▸ **Task prompt**: Rewrite all of the records below, changing every "pixel coordinates" to "x and y positions" and keeping everything else unchanged. Leave the pictures out of your answer.

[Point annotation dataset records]
·····

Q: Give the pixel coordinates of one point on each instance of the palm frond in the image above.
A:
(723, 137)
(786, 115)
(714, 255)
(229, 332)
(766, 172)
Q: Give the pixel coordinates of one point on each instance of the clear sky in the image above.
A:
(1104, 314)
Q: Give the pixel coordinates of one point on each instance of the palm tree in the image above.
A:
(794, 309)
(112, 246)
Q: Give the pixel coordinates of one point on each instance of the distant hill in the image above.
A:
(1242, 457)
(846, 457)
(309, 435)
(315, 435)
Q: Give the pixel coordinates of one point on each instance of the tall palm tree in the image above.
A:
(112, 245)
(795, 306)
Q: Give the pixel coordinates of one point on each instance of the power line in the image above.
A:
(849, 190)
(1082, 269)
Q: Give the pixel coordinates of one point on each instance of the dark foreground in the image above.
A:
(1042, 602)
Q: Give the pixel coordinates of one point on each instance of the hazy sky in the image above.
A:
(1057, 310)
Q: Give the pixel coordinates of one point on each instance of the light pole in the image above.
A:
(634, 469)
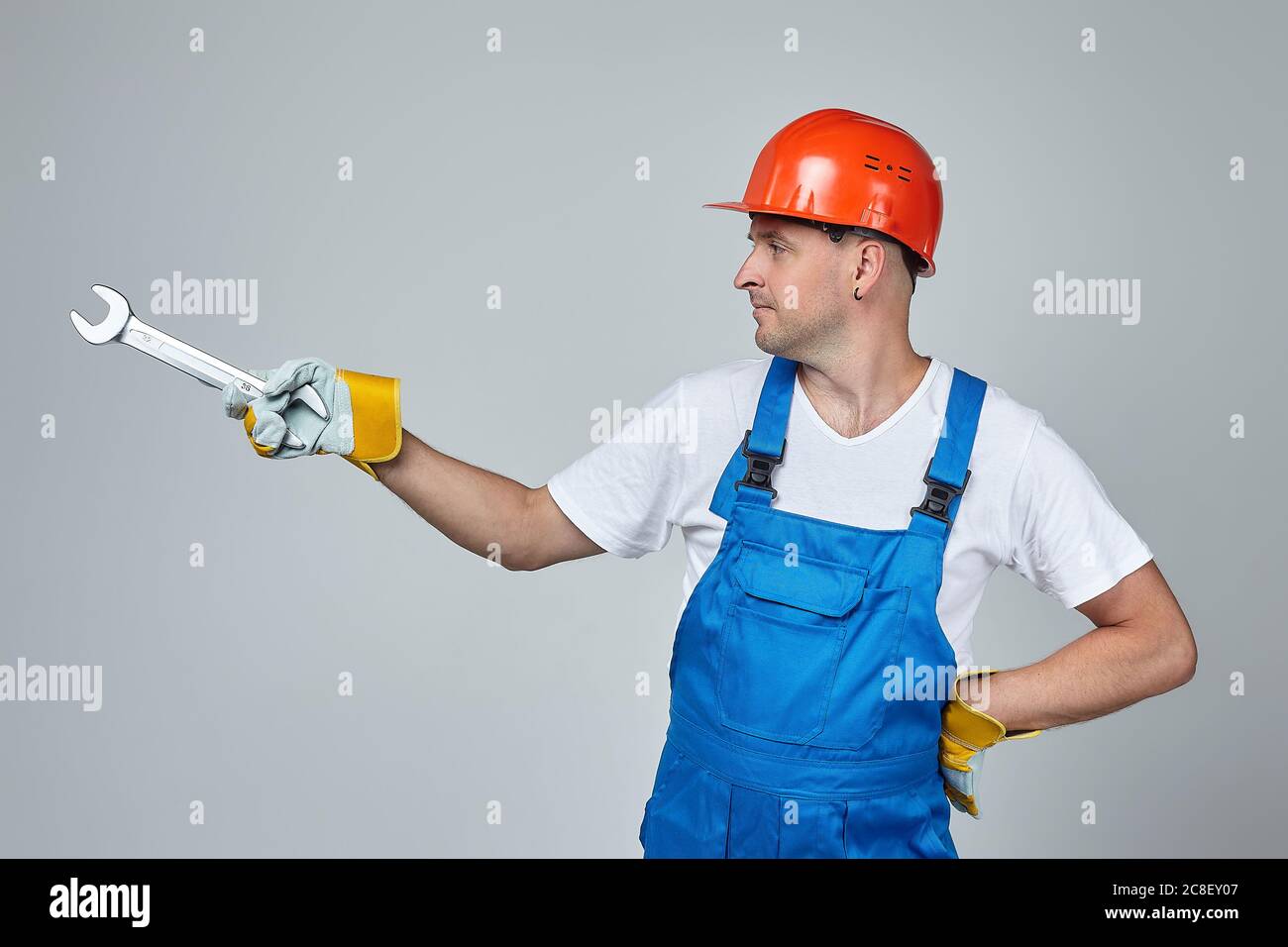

·····

▸ **Full output**:
Q: Give the x and y positions of one point on each instance of the palm frond in the image above.
A:
(723, 137)
(786, 115)
(714, 255)
(229, 332)
(766, 172)
Q: Give the x and y positions of one point on each instance of the clear sky in the image above.
A:
(1104, 314)
Q: Give the x and y positions of one point on each instance of the palm tree in the image above.
A:
(794, 309)
(112, 246)
Q: Give the x and y positions of one point on each instance of the distant hill in the image above.
A:
(1242, 457)
(846, 457)
(309, 435)
(315, 435)
Q: Give the x and y positions of one point on each instance of the tall palm tree in the image above.
A:
(112, 245)
(795, 306)
Q: Give the x and y positions of one point on each instance of the power line in the image above.
A:
(849, 190)
(1082, 269)
Q: Give the x and y positions of one point on each instance of the dark foreground in the image above.
A:
(1042, 602)
Q: Give the x and y positions of one point on each instance of the hazy sky in the image above.
A:
(1057, 310)
Q: Give the x and y positions of one point on each instance of the light pole in the image above.
A:
(634, 469)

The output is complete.